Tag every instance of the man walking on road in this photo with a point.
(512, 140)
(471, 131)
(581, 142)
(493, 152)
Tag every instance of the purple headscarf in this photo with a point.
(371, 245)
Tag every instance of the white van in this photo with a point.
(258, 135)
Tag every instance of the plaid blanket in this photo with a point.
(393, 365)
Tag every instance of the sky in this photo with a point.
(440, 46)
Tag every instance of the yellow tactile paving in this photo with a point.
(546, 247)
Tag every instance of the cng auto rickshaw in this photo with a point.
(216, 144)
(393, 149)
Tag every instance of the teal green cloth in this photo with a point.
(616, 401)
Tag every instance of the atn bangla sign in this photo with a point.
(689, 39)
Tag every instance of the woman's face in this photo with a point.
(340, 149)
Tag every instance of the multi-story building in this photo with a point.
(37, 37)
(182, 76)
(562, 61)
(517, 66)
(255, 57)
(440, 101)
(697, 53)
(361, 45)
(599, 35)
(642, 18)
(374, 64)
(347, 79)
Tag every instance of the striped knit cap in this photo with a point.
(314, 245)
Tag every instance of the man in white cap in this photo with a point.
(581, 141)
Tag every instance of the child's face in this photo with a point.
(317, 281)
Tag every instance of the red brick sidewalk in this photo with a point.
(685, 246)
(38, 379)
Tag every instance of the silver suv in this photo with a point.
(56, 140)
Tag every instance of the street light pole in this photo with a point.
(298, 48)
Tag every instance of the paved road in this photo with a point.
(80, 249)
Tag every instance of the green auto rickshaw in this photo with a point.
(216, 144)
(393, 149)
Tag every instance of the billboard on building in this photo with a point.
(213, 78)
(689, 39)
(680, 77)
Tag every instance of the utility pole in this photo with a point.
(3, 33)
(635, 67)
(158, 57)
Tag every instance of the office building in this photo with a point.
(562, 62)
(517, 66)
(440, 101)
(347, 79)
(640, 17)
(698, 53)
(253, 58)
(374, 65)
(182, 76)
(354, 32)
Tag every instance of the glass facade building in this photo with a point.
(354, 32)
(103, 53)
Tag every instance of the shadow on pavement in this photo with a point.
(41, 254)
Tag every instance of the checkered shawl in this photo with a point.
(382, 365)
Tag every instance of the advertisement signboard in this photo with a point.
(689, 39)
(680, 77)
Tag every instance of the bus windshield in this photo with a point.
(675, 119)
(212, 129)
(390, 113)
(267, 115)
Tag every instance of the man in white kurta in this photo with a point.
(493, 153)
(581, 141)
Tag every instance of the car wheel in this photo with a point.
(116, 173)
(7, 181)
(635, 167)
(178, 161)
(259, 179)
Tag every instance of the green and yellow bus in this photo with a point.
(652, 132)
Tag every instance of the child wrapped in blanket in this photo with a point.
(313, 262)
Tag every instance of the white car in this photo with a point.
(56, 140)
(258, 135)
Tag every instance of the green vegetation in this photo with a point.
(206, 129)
# # #
Written request: All of the data needs to be printed once more, exactly.

Complete answer:
Tag every instance of the man walking on road in this photo with a point.
(512, 140)
(471, 131)
(581, 142)
(493, 152)
Tag every instance of the purple headscarf in this photo with a point.
(371, 245)
Tag every instance of the white van in this photo with a point.
(258, 135)
Tag every instance of the plaid blanket in this photo with a point.
(393, 365)
Tag every instance of the sky in this photo with a point.
(440, 46)
Tag every instance of the yellow tactile paving in this photo with a point.
(546, 247)
Tag every instance of the cng auto rickshaw in this photo with a point.
(216, 144)
(393, 149)
Tag every instance of the teal green cloth in this photo with a point.
(616, 401)
Tag every instance of the atn bangla sign in this photo with a point.
(689, 39)
Tag every instance of the woman's face in this photo with a point.
(340, 149)
Tag every instance of the multi-story building in this photo with a point.
(37, 37)
(182, 76)
(562, 61)
(517, 66)
(255, 57)
(440, 101)
(697, 53)
(361, 45)
(599, 35)
(642, 18)
(374, 64)
(347, 79)
Tag every instance of the striped knit cap in this photo with a point.
(314, 245)
Tag every instance of the man in white cap in this photo with a point.
(581, 141)
Tag every instance of the child's face in this photo with a point.
(317, 281)
Tag every instance of the red brick sidewalk in this photo with a point.
(685, 246)
(38, 379)
Tag every instance of the silver suv in this photo with a point.
(56, 140)
Tag every instance of the street light pole in this photo with a point.
(298, 48)
Tag every instance of the paved road in this photo with a point.
(80, 249)
Tag every instance of the green auto rickshaw in this photo with a point.
(216, 144)
(393, 149)
Tag every instance of the billboard on building in this photo with a point.
(213, 78)
(689, 39)
(680, 77)
Tag every instance of the utility pole in this photo with a point.
(3, 33)
(635, 67)
(158, 57)
Tag every instance of the office building in this photo with a point.
(562, 62)
(517, 66)
(440, 101)
(347, 79)
(640, 17)
(698, 53)
(253, 58)
(374, 65)
(182, 76)
(354, 32)
Tag every instance of the glass facade building in this photo with a point.
(354, 32)
(103, 53)
Tag every instance of the shadow on pavement in this photo with a point.
(41, 254)
Tag every instance of the checkered shawl in this photo with a point.
(382, 365)
Tag every instance of the advertisement signboard in this photo with a point.
(689, 39)
(680, 77)
Tag every instance of the bus windshield in this photo with a point.
(675, 119)
(212, 129)
(390, 113)
(267, 115)
Tag every instance of the man in white kurta in this photo with a point.
(493, 153)
(581, 141)
Tag every instance of the car wheel in this photo with a point.
(116, 173)
(7, 181)
(635, 167)
(178, 161)
(259, 179)
Tag every instance of the green and yellow bus in this photo with a point.
(652, 132)
Tag every instance of the child wrapped in blanket in this photo with a point.
(313, 262)
Tag every instance of the white car in this photo with a point.
(56, 140)
(258, 135)
Tag every instance of the green vegetation in this photo with a point.
(206, 129)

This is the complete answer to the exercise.